## USING THE INFORMATION
[1] In the asset servicing passage below, what did asset servicing providers spend increasingly on in the period after the 2008/09 financial crisis, according to what The Asset's editors heard?
[2] State whether each statement agrees with the asset servicing passage below, answering yes or no and quoting the deciding words: (a) The pandemic reduced client demands on asset service providers. (b) Client demands were already rising before the pandemic. (c) At one point, the providers' competition resembled an arms race.

## SUPPLIED PASSAGE
-- Opening Marker --

This time last year if you told anyone in the asset servicing community that in the future they wouldn’t be able to meet face-to-face with clients but would have to continue servicing their requirements, while their high-tech servicing platforms were being severely tested, they’d have thought you were crazy.
And yet, this is exactly what happened as asset service providers lived through the first six months of the Covid-19 pandemic. And far from lessening client demands, the pandemic has increased them. But even before the pandemic, client demands were increasing, driving providers in recent years to gear up with automated solutions that helped them prepare for a pandemic without knowing it.
Over the past decade, especially during the period following the 2008/09 financial crisis, the stories the editors of The Asset heard during their regular discussions with asset servicing providers were that of increased spending on technology build-outs (see Cover Story, June 2018, p20). At one point, it did seem like an arms race of sorts as they competed to construct a future of custody services reimagined according to their plans.

-- Closing Marker --

## THE DATA
-- Opening Marker --

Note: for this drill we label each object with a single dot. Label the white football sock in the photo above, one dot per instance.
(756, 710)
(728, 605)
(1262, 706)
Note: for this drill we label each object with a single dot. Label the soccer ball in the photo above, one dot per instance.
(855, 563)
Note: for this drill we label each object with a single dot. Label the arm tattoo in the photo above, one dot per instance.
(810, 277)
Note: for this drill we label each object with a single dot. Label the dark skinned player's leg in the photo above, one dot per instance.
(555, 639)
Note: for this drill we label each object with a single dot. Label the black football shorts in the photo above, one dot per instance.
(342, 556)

-- Closing Marker --

## SOLUTIONS TO THE PROBLEMS
[1] Technology build-outs.

[2]
(a) No: "far from lessening client demands, the pandemic has increased them."
(b) Yes: "even before the pandemic, client demands were increasing"
(c) Yes: "At one point, it did seem like an arms race of sorts"